**SOURCE PASSAGE:**
>>>
Three New Gate Drivers Tailored for Wide-Bandgap Applications

2024-01-05

Three New Gate Drivers Tailored for Wide-Bandgap Applications

New gate driver circuits address the challenges of wide-bandgap (WBG) semiconductors to help these high-power devices harness their potential.

Wide bandgap (WBG) transistors, such as silicon carbide (SiC) and gallium nitride (GaN) MOSFETs, have gained significant popularity in the power electronics sector. Although these devices offer higher switching frequencies and lower conduction losses than traditional silicon devices, they also pose unique challenges in terms of switching characteristics and transient voltage requirements. To harness the full potential of such devices, a gate driver must be customized to meet specific reliability and efficiency requirements.

New gate driver from Power Integrations.

A wave of new gate drivers from companies including Rohm, Analog Devices, and Power Integrations addresses the challenges of high-speed switching and elevated voltage levels. This article explores a few of these new gate drivers targeting WBG-based applications, such as electric vehicles, renewable energy systems, and industrial power supplies.

 

Rohm Announces Ultra-High-Speed Gate Driver IC

Rohm recently released a new gate driver IC, the BD2311NVX-LB (datasheet linked), that achieves gate drive nanosecond speeds while suppressing the gate voltage overshoots.

This new IC supports gallium nitride (GaN) devices sensitive to gate input overvoltage because of their relatively low breakdown voltage. The breakdown voltage is the maximum voltage that the gate-source or gate-drain terminals can handle before the device enters a state of electrical breakdown, potentially leading to permanent damage. Exceeding this breakdown voltage can induce high electric fields in the gate oxide layer, leading to device failure. The high electron mobility also makes such devices more susceptible to overvoltage conditions.

Gate voltage waveform comparison. 

Rohm's new driver slows the rising time to reduce overshoots and demonstrates high performance at high-frequency power switching applications, including DC-DC and AC-DC converters and LiDAR. Professor Yue-Ming Hsin, Department of Electrical Engineering at National Central University (Taiwan), tested the BD2311NVX for DC-DC converters and found it had a shorter rise time and lower ringing at 1-MHz switching frequency than other driver ICs.

 

Analog Device Releases 100-V, Half-Bridge GaN Driver

Analog Devices has also introduced a 100-V, half-bridge GaN driver. The LT8418 (datasheet linked) includes independent and TTL-compatible top and bottom driver stages, driver logic control, and protections like under and overvoltage lockout. The logic control allows the designer to configure and control the GaN driver's behavior, optimizing performance for specific applications. It enables current sourcing/sinking with 0.6 Ω pull-up and 0.2 Ω pull-down resistance. Furthermore, it integrates a smart bootstrap switch to generate a balanced bootstrap voltage with a minimum voltage dropout, which is crucial for high-side gate drivers to properly operate.
<<<
**INFORMATION PROVIDED:**
>>>
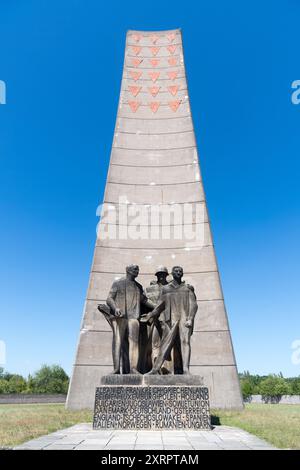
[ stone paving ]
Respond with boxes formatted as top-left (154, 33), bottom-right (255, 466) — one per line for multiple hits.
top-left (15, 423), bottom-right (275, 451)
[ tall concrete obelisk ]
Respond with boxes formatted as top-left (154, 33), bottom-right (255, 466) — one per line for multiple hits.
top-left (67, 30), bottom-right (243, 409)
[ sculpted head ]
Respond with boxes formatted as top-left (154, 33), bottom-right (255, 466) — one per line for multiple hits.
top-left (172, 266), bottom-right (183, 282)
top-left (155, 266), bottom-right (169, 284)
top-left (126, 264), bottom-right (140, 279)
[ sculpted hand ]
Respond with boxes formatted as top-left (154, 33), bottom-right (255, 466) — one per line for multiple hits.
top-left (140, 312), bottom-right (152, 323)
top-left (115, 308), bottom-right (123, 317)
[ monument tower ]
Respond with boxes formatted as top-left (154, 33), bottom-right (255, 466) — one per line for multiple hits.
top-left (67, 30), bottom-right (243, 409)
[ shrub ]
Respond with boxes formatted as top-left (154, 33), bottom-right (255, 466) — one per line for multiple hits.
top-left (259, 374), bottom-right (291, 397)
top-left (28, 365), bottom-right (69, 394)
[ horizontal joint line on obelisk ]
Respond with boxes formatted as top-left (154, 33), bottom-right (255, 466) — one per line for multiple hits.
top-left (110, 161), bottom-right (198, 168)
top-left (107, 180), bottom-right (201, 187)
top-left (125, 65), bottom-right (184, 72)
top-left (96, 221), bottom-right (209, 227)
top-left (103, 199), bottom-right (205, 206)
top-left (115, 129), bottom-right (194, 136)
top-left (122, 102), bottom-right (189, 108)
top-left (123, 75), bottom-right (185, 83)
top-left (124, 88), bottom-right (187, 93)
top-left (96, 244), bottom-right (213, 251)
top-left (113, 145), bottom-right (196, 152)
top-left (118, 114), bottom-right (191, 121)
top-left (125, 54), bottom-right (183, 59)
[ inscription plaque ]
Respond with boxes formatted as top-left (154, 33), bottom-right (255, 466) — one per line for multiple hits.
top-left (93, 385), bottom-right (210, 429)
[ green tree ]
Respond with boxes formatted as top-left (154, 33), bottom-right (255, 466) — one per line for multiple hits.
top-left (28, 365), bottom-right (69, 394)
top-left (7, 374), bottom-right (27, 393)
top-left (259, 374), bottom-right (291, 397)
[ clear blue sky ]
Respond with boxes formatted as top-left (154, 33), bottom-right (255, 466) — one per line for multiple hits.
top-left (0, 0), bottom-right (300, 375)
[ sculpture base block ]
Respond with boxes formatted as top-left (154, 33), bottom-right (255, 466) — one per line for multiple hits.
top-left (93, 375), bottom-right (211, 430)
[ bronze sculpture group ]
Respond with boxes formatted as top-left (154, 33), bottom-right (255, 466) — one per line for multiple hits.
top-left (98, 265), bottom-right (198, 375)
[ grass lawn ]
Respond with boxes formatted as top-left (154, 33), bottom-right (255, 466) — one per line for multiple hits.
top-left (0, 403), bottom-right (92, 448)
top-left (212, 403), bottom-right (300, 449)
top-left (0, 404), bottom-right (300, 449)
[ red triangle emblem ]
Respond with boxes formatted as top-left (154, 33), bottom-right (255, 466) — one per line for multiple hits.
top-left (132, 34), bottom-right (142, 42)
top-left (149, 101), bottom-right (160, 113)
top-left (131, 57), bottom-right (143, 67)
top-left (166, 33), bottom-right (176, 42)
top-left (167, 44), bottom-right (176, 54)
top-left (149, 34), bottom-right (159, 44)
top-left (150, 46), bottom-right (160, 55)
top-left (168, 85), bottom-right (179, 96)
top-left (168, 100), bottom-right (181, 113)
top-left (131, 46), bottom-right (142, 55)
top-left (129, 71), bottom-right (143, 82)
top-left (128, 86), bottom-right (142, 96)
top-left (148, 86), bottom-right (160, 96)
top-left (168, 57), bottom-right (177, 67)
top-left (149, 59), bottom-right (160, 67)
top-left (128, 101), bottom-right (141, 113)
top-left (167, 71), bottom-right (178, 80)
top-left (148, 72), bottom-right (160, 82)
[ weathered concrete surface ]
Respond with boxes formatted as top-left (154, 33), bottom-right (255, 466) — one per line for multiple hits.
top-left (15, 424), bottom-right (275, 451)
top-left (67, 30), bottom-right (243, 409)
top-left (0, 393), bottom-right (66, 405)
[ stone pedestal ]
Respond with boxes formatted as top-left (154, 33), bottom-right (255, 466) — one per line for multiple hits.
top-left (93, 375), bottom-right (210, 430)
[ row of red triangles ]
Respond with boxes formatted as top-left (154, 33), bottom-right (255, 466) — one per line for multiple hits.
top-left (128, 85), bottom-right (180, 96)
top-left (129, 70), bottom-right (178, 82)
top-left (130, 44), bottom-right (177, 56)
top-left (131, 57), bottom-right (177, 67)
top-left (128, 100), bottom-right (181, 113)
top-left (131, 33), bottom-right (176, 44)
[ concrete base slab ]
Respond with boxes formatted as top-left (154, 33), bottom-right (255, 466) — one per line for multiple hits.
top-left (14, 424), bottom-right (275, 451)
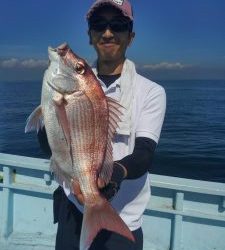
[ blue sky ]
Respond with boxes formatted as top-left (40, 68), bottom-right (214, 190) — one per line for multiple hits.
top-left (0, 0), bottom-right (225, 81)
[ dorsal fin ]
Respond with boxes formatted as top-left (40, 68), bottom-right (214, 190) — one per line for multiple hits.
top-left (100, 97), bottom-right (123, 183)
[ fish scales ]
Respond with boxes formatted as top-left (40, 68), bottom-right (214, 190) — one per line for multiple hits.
<<<
**DIRECTIONS:**
1. Give the lines of the listing as a numbered list with blank lines omitted, beginning at the line that contains "[ dorsal fin ]" and stopping after the last line of the listing.
2. Write the next part of the article on gate drivers for wide-bandgap applications, picking up after its final sentence.

**ANSWERS IN ORDER:**
1.
1. [ dorsal fin ]
2. Respond with boxes formatted as top-left (40, 68), bottom-right (214, 190) — one per line for multiple hits.
3. top-left (100, 97), bottom-right (123, 183)
4. [ fish scales ]
5. Respond with boxes formatted as top-left (40, 68), bottom-right (214, 190) — one per line for multiple hits.

2.
Typical application of the LT8418 IC.

The LT8418 provides control over the rising and falling slew rate of GaN FETs to suppress ringing and overshoots. In addition, its delay-matching capability makes it suitable for high-frequency DC-DC converters, motor drivers, and class-D audio amplifiers.

 

Power Integrations' Gate Drivers for 62-mm SiC and IGBT Modules

Power Integrations announced a new family of gate drivers for 62-mm SiC and IGBT modules rated up to 1,700 V with improved protection features. The new gate driver family, 2SP0230T2x0 (datasheet linked), consists of dual-channel, plug-and-play drivers with reinforced isolation for all primary-side signals in two-level, 1,700 V applications and primary insulation for three-level, 1,200-V applications. They have enhanced short-circuit protection, preventing damage from over-currents.

Block diagram of the new gate driver family.

 

Short circuit detection involves checking the collector-emitter voltage after a response time. If the voltage is higher than the programmed threshold voltage, the driver detects a short circuit. In these events, the gate voltage is decreased or, in other words, clamped to a voltage to limit the short-circuit current. Lower gate voltage reduces the dv (collector-emitter) /dt and, in turn, the currents through the power transistor. This clamping leads to a junction temperature within the short-circuit-safe operating limits and safely shuts down the device.

Another unique feature of the new gate drivers is the advanced active clamping. It partially activates the power modules to keep them in linear operation. Active clamping turns off the low-side MOSFET of the gate driver to improve clamping and reduce losses in the transient voltage suppressor (TVS) diodes that connect the clamp feedback path and the module's collector.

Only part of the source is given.